_Passage for review_:
>>

The neoclassical complex includes three buildings: the courthouse itself, a registry office and a small jail. The courthouse was built from 1862 to 1866, the registry office from 1862 to 1868, and the jail from 1864 to 1866. As the Confederation of Canada occurred in 1867, the building is referred to as "Confederation-era". The original courthouse was designed by Henry Horsey.

The registry office was built to the fire-prevention standards of the then-Chief Architect of Canada, Kivas Tully, who had an "obsession" with safety.

The sandstone used in the original construction was quarried at nearby Morrison Island.

The County Atlas of 1881 describes the courthouse as "one of the finest in Canada, combining the features of chaste beauty with simple elegance of construction in a degree possessed by few if any others in the country."
The exterior of the registry was re-bricked in the 1980s, and the heritage value suffered.

==Designation==
The complex is protected under the Cultural Heritage Protocol Agreement the Ministry of Tourism, Culture & Recreation and the Management Board Secretariat (Ontario Realty Corporation). It has not, however, been municipally designated under the Ontario Heritage Act.

==2005 expansion==
From 2005 to 2007, the building underwent significant heritage restoration. More than half of the original jail has been incorporated into the new facility. The renovation was led by NORR Limited Architects and Engineers.

<<

_Records_:
>>

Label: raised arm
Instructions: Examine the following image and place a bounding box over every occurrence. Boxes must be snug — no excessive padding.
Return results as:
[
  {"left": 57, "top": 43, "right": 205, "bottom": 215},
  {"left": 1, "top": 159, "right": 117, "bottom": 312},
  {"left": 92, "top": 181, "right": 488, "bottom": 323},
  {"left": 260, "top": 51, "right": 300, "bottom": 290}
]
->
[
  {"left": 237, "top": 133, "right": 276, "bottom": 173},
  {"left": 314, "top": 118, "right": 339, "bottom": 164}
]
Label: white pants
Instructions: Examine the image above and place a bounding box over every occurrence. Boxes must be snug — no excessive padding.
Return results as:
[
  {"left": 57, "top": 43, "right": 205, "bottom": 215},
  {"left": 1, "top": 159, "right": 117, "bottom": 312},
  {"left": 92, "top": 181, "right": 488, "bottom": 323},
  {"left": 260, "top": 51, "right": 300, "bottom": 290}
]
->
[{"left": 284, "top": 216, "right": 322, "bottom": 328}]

<<

_Exercise objective_:
Transcribe the entire passage about the Confederation-era courthouse complex word for word. The material comes from a different source than the text.

_Answer area_:
The neoclassical complex includes three buildings: the courthouse itself, a registry office and a small jail. The courthouse was built from 1862 to 1866, the registry office from 1862 to 1868, and the jail from 1864 to 1866. As the Confederation of Canada occurred in 1867, the building is referred to as "Confederation-era". The original courthouse was designed by Henry Horsey.

The registry office was built to the fire-prevention standards of the then-Chief Architect of Canada, Kivas Tully, who had an "obsession" with safety.

The sandstone used in the original construction was quarried at nearby Morrison Island.

The County Atlas of 1881 describes the courthouse as "one of the finest in Canada, combining the features of chaste beauty with simple elegance of construction in a degree possessed by few if any others in the country."
The exterior of the registry was re-bricked in the 1980s, and the heritage value suffered.

==Designation==
The complex is protected under the Cultural Heritage Protocol Agreement the Ministry of Tourism, Culture & Recreation and the Management Board Secretariat (Ontario Realty Corporation). It has not, however, been municipally designated under the Ontario Heritage Act.

==2005 expansion==
From 2005 to 2007, the building underwent significant heritage restoration. More than half of the original jail has been incorporated into the new facility. The renovation was led by NORR Limited Architects and Engineers.